**SEZIONE DEL DOCUMENTO**

____

È stato come lo spalancarsi di una porta, dopo che hai cercato a lungo la chiave. Tanto che, oltre quel varco, puntare verso il nord le è sembrato quasi un gesto naturale. «Per entrambe le tesi ho scelto come argomento la psiconcologia e, una volta laureata, ho diviso il tirocinio fra Pisa – per continuare la ricerca che stavo già svolgendo – e Milano presso l’Istituto europeo di oncologia. Successivamente ho partecipato al bando per il dottorato nell’ambito della psiconcologia aperto nella stessa struttura e l’ho vinto».
Ormai, dopo tanti vicoli ciechi, la sua stella polare illuminava fiera la rotta. «La prima sfida è stata ideare il progetto di ricerca, trovare un argomento che fosse innovativo e potesse piacere al gruppo».

____

Cita per intero, senza cambiare nulla, il brano qui sopra sul percorso verso la psiconcologia.

Dati di ancoraggio delle espressioni referenziali:
____

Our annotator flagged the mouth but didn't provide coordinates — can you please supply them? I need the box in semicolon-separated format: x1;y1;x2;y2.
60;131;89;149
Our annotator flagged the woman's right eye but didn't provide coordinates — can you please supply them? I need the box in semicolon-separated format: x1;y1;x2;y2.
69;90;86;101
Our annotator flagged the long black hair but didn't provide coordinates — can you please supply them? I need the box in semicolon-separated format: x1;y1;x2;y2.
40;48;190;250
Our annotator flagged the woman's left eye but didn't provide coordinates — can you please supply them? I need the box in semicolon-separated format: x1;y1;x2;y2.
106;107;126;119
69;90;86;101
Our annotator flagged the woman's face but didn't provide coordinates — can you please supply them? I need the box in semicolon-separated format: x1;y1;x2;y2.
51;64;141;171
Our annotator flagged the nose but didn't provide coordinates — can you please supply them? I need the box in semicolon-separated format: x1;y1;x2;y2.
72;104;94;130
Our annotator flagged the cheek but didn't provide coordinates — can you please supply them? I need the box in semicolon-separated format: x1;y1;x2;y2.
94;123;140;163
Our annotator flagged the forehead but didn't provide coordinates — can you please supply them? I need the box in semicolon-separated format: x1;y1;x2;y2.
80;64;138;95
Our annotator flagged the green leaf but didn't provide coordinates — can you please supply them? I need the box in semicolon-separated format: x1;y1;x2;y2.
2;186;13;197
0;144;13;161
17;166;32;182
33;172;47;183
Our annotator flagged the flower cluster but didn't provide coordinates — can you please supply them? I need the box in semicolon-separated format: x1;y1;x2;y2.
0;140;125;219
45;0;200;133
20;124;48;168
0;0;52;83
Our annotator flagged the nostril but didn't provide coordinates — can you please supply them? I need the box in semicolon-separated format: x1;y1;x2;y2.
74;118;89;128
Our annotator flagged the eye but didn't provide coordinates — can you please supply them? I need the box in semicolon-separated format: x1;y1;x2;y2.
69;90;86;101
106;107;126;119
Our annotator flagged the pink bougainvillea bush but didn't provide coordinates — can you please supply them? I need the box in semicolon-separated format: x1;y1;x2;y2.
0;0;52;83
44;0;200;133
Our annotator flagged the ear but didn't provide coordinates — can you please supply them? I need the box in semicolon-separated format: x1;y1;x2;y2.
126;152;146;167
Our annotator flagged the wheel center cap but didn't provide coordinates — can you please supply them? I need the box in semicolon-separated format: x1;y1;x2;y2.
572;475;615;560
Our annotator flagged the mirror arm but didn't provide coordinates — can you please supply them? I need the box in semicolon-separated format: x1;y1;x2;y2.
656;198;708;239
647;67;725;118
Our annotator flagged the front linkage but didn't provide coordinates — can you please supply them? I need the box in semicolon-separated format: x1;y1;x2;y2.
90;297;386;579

____

**SOLUZIONE SCRITTA**
È stato come lo spalancarsi di una porta, dopo che hai cercato a lungo la chiave. Tanto che, oltre quel varco, puntare verso il nord le è sembrato quasi un gesto naturale. «Per entrambe le tesi ho scelto come argomento la psiconcologia e, una volta laureata, ho diviso il tirocinio fra Pisa – per continuare la ricerca che stavo già svolgendo – e Milano presso l’Istituto europeo di oncologia. Successivamente ho partecipato al bando per il dottorato nell’ambito della psiconcologia aperto nella stessa struttura e l’ho vinto».
Ormai, dopo tanti vicoli ciechi, la sua stella polare illuminava fiera la rotta. «La prima sfida è stata ideare il progetto di ricerca, trovare un argomento che fosse innovativo e potesse piacere al gruppo».